• [AVAILABLE DATA]:
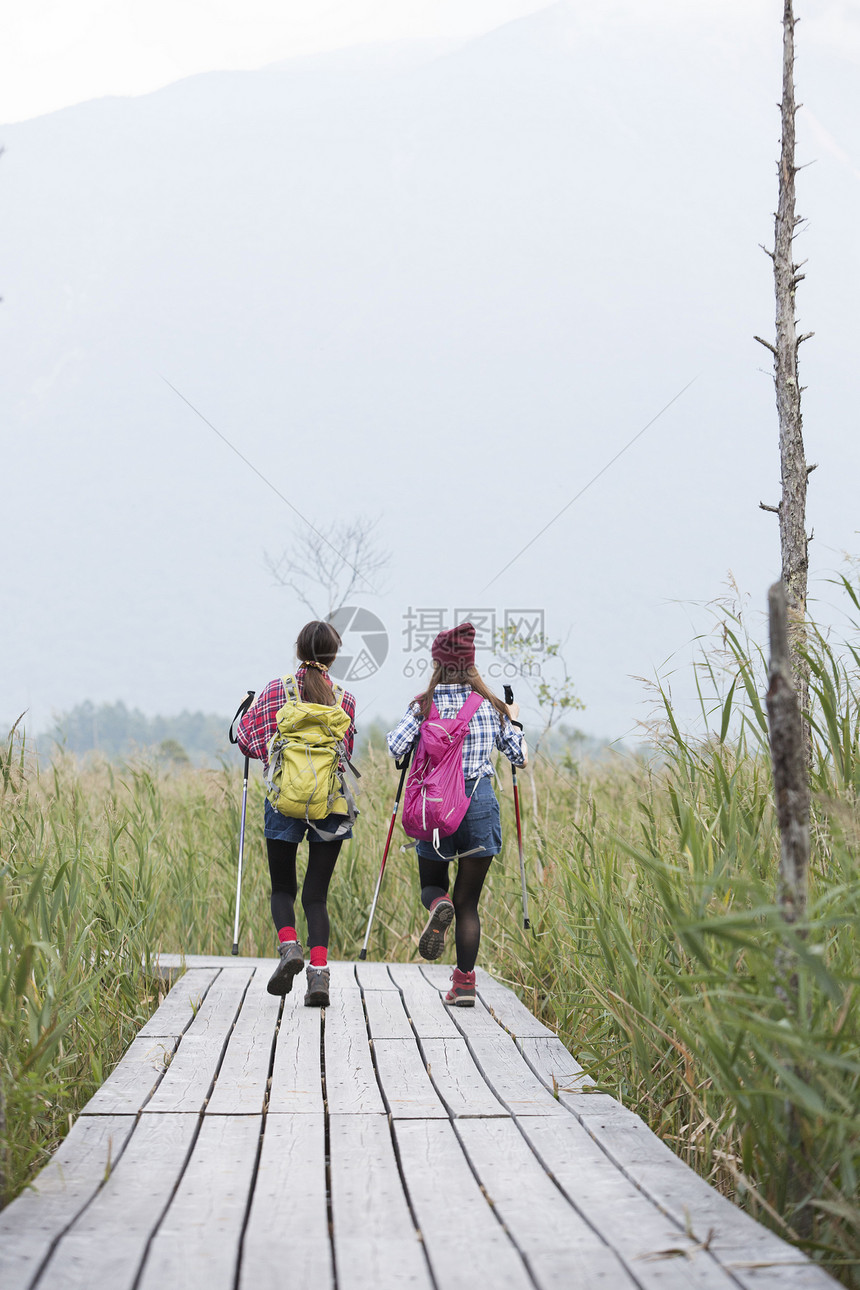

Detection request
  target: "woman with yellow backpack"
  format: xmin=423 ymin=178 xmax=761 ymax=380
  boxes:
xmin=236 ymin=620 xmax=357 ymax=1005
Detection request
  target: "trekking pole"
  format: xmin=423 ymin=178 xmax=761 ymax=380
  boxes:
xmin=504 ymin=685 xmax=530 ymax=931
xmin=228 ymin=691 xmax=256 ymax=955
xmin=359 ymin=747 xmax=413 ymax=961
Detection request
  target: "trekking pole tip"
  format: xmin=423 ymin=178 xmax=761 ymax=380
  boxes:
xmin=358 ymin=948 xmax=367 ymax=961
xmin=231 ymin=942 xmax=239 ymax=956
xmin=523 ymin=919 xmax=531 ymax=931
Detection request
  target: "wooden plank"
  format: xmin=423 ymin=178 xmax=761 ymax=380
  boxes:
xmin=146 ymin=968 xmax=253 ymax=1113
xmin=181 ymin=965 xmax=254 ymax=1037
xmin=323 ymin=990 xmax=385 ymax=1115
xmin=363 ymin=989 xmax=414 ymax=1040
xmin=355 ymin=960 xmax=399 ymax=990
xmin=267 ymin=990 xmax=324 ymax=1114
xmin=35 ymin=1113 xmax=199 ymax=1290
xmin=136 ymin=1115 xmax=262 ymax=1290
xmin=520 ymin=1117 xmax=738 ymax=1288
xmin=206 ymin=967 xmax=281 ymax=1115
xmin=388 ymin=963 xmax=460 ymax=1039
xmin=455 ymin=1118 xmax=637 ymax=1289
xmin=138 ymin=967 xmax=221 ymax=1037
xmin=79 ymin=1035 xmax=180 ymax=1115
xmin=574 ymin=1101 xmax=837 ymax=1287
xmin=421 ymin=1037 xmax=509 ymax=1119
xmin=475 ymin=970 xmax=558 ymax=1039
xmin=0 ymin=1115 xmax=137 ymax=1290
xmin=329 ymin=1113 xmax=432 ymax=1290
xmin=394 ymin=1119 xmax=533 ymax=1290
xmin=372 ymin=1040 xmax=448 ymax=1119
xmin=466 ymin=1035 xmax=569 ymax=1117
xmin=517 ymin=1035 xmax=594 ymax=1094
xmin=241 ymin=1114 xmax=333 ymax=1289
xmin=327 ymin=959 xmax=360 ymax=992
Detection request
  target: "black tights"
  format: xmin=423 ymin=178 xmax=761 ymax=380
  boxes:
xmin=266 ymin=837 xmax=342 ymax=949
xmin=418 ymin=854 xmax=494 ymax=974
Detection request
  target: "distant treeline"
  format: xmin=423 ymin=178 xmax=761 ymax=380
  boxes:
xmin=42 ymin=701 xmax=232 ymax=766
xmin=39 ymin=703 xmax=615 ymax=769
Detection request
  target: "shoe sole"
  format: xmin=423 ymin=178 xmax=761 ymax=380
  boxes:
xmin=444 ymin=994 xmax=475 ymax=1007
xmin=304 ymin=990 xmax=330 ymax=1007
xmin=267 ymin=956 xmax=304 ymax=996
xmin=418 ymin=901 xmax=455 ymax=960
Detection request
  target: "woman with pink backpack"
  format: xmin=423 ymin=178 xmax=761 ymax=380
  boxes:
xmin=386 ymin=622 xmax=527 ymax=1006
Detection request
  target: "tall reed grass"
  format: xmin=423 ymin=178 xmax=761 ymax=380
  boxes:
xmin=1 ymin=607 xmax=858 ymax=1283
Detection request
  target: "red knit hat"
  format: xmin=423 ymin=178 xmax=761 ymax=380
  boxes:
xmin=431 ymin=622 xmax=476 ymax=668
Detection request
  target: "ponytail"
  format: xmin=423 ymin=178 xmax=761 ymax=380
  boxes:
xmin=295 ymin=620 xmax=342 ymax=706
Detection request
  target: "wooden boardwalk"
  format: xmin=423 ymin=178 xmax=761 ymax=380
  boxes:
xmin=0 ymin=956 xmax=836 ymax=1290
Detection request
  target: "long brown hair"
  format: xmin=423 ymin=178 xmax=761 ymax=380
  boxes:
xmin=413 ymin=663 xmax=511 ymax=723
xmin=296 ymin=620 xmax=342 ymax=706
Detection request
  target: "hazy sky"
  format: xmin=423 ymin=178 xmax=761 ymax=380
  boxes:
xmin=6 ymin=0 xmax=860 ymax=123
xmin=2 ymin=0 xmax=859 ymax=749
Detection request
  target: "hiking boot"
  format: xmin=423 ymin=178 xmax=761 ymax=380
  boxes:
xmin=267 ymin=940 xmax=304 ymax=996
xmin=418 ymin=897 xmax=455 ymax=961
xmin=304 ymin=965 xmax=330 ymax=1007
xmin=444 ymin=968 xmax=476 ymax=1007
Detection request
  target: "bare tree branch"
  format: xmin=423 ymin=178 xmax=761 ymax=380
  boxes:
xmin=265 ymin=518 xmax=391 ymax=618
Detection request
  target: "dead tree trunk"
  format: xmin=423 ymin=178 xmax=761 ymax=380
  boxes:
xmin=766 ymin=582 xmax=810 ymax=941
xmin=766 ymin=581 xmax=812 ymax=1235
xmin=756 ymin=0 xmax=814 ymax=728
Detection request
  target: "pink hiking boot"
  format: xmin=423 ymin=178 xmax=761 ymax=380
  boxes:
xmin=444 ymin=968 xmax=476 ymax=1007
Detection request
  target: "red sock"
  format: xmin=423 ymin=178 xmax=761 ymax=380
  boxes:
xmin=310 ymin=946 xmax=327 ymax=967
xmin=278 ymin=926 xmax=298 ymax=944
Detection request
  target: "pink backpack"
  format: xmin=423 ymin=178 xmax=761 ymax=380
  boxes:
xmin=401 ymin=691 xmax=484 ymax=850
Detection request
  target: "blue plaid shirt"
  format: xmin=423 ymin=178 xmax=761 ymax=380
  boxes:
xmin=387 ymin=685 xmax=526 ymax=781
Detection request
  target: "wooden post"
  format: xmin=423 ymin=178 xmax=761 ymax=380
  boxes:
xmin=766 ymin=582 xmax=810 ymax=938
xmin=756 ymin=0 xmax=814 ymax=737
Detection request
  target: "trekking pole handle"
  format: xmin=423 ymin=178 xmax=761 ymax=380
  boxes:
xmin=229 ymin=690 xmax=256 ymax=745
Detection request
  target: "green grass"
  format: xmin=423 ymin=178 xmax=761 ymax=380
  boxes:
xmin=1 ymin=619 xmax=858 ymax=1284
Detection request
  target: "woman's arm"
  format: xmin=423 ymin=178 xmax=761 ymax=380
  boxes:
xmin=236 ymin=678 xmax=284 ymax=761
xmin=387 ymin=705 xmax=421 ymax=758
xmin=495 ymin=712 xmax=528 ymax=768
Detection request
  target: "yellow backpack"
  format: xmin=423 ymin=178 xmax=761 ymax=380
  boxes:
xmin=264 ymin=675 xmax=359 ymax=837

• [WORK INSTRUCTION]: Exactly as written, set down each line of the records, leaving out the pictures.

• [EXERCISE SOLUTION]:
Detection request
  target: "woman with yellow backpack"
  format: xmin=423 ymin=178 xmax=761 ymax=380
  boxes:
xmin=236 ymin=620 xmax=357 ymax=1005
Detection request
  target: "trekking pole"
  format: xmin=423 ymin=178 xmax=761 ymax=380
  boxes:
xmin=504 ymin=685 xmax=530 ymax=931
xmin=228 ymin=691 xmax=256 ymax=955
xmin=359 ymin=747 xmax=413 ymax=961
Detection request
  target: "trekking pole tip"
  format: xmin=423 ymin=178 xmax=761 ymax=380
  boxes:
xmin=358 ymin=948 xmax=367 ymax=961
xmin=231 ymin=942 xmax=239 ymax=956
xmin=523 ymin=919 xmax=531 ymax=931
Detection request
  target: "wooden plank"
  format: xmin=423 ymin=178 xmax=761 ymax=380
  boxes:
xmin=146 ymin=968 xmax=253 ymax=1113
xmin=181 ymin=965 xmax=254 ymax=1037
xmin=323 ymin=990 xmax=385 ymax=1115
xmin=363 ymin=989 xmax=414 ymax=1040
xmin=355 ymin=960 xmax=399 ymax=990
xmin=267 ymin=990 xmax=324 ymax=1114
xmin=35 ymin=1113 xmax=199 ymax=1290
xmin=136 ymin=1115 xmax=262 ymax=1290
xmin=520 ymin=1117 xmax=738 ymax=1288
xmin=206 ymin=967 xmax=281 ymax=1115
xmin=388 ymin=963 xmax=460 ymax=1039
xmin=455 ymin=1118 xmax=637 ymax=1289
xmin=138 ymin=967 xmax=221 ymax=1037
xmin=79 ymin=1035 xmax=180 ymax=1115
xmin=574 ymin=1101 xmax=837 ymax=1287
xmin=421 ymin=1037 xmax=509 ymax=1119
xmin=475 ymin=970 xmax=558 ymax=1039
xmin=0 ymin=1115 xmax=137 ymax=1290
xmin=329 ymin=1113 xmax=432 ymax=1290
xmin=394 ymin=1119 xmax=533 ymax=1290
xmin=372 ymin=1040 xmax=448 ymax=1119
xmin=466 ymin=1035 xmax=569 ymax=1117
xmin=517 ymin=1035 xmax=594 ymax=1094
xmin=241 ymin=1114 xmax=333 ymax=1289
xmin=327 ymin=959 xmax=360 ymax=992
Detection request
  target: "black tights"
  format: xmin=423 ymin=178 xmax=761 ymax=380
  boxes:
xmin=266 ymin=837 xmax=342 ymax=949
xmin=418 ymin=854 xmax=494 ymax=974
Detection request
  target: "distant treeline"
  format: xmin=423 ymin=178 xmax=761 ymax=380
  boxes:
xmin=42 ymin=701 xmax=232 ymax=766
xmin=39 ymin=703 xmax=615 ymax=769
Detection request
  target: "shoe sole"
  format: xmin=423 ymin=178 xmax=761 ymax=380
  boxes:
xmin=444 ymin=994 xmax=475 ymax=1007
xmin=304 ymin=990 xmax=330 ymax=1007
xmin=267 ymin=956 xmax=304 ymax=996
xmin=418 ymin=901 xmax=455 ymax=960
Detection request
  target: "woman with pink backpack"
  format: xmin=423 ymin=178 xmax=761 ymax=380
  boxes:
xmin=386 ymin=622 xmax=527 ymax=1006
Detection request
  target: "tall reed grass"
  format: xmin=423 ymin=178 xmax=761 ymax=380
  boxes:
xmin=1 ymin=607 xmax=858 ymax=1283
Detection request
  target: "red knit hat"
  format: xmin=423 ymin=178 xmax=761 ymax=380
  boxes:
xmin=431 ymin=622 xmax=476 ymax=668
Detection request
  target: "ponytail"
  format: xmin=423 ymin=178 xmax=761 ymax=380
  boxes:
xmin=295 ymin=620 xmax=342 ymax=706
Detection request
  target: "wooden boardwalk"
  format: xmin=423 ymin=178 xmax=761 ymax=380
  boxes:
xmin=0 ymin=956 xmax=836 ymax=1290
Detection request
  target: "long brown hair"
  format: xmin=423 ymin=178 xmax=761 ymax=380
  boxes:
xmin=413 ymin=663 xmax=511 ymax=723
xmin=296 ymin=620 xmax=342 ymax=706
Detection request
  target: "hazy sky"
  format: xmin=423 ymin=178 xmax=761 ymax=380
  boxes:
xmin=6 ymin=0 xmax=860 ymax=123
xmin=2 ymin=0 xmax=859 ymax=749
Detection request
  target: "hiking boot"
  format: xmin=423 ymin=178 xmax=761 ymax=380
  boxes:
xmin=267 ymin=940 xmax=304 ymax=996
xmin=418 ymin=897 xmax=455 ymax=961
xmin=304 ymin=965 xmax=330 ymax=1007
xmin=444 ymin=968 xmax=476 ymax=1007
Detection request
  target: "bare tree branch"
  format: xmin=423 ymin=178 xmax=761 ymax=380
  boxes:
xmin=265 ymin=518 xmax=391 ymax=618
Detection request
  target: "dead tree trunk"
  format: xmin=423 ymin=178 xmax=761 ymax=380
  boxes:
xmin=766 ymin=582 xmax=810 ymax=941
xmin=766 ymin=581 xmax=812 ymax=1235
xmin=756 ymin=0 xmax=814 ymax=728
Detection request
  target: "pink hiking boot"
  format: xmin=423 ymin=178 xmax=761 ymax=380
  boxes:
xmin=444 ymin=968 xmax=476 ymax=1007
Detection request
  target: "red sock"
  format: xmin=423 ymin=178 xmax=761 ymax=380
  boxes:
xmin=310 ymin=946 xmax=327 ymax=967
xmin=278 ymin=926 xmax=298 ymax=944
Detection request
  target: "pink backpack"
  format: xmin=423 ymin=178 xmax=761 ymax=380
  boxes:
xmin=401 ymin=691 xmax=484 ymax=850
Detection request
  target: "blue plaid shirt"
  format: xmin=423 ymin=178 xmax=761 ymax=380
  boxes:
xmin=387 ymin=685 xmax=526 ymax=781
Detection request
  target: "wooden post"
  format: xmin=423 ymin=178 xmax=761 ymax=380
  boxes:
xmin=766 ymin=582 xmax=810 ymax=938
xmin=756 ymin=0 xmax=814 ymax=737
Detection request
  target: "trekking pole handle"
  format: xmin=423 ymin=178 xmax=761 ymax=380
  boxes:
xmin=229 ymin=690 xmax=256 ymax=745
Detection request
  target: "green grass"
  format: xmin=423 ymin=178 xmax=761 ymax=380
  boxes:
xmin=1 ymin=619 xmax=858 ymax=1284
Detection request
  target: "woman's arm"
  format: xmin=423 ymin=178 xmax=761 ymax=380
  boxes:
xmin=236 ymin=678 xmax=284 ymax=761
xmin=387 ymin=705 xmax=421 ymax=758
xmin=495 ymin=712 xmax=528 ymax=768
Detection request
  target: "yellow backpack"
  format: xmin=423 ymin=178 xmax=761 ymax=380
  boxes:
xmin=264 ymin=675 xmax=359 ymax=837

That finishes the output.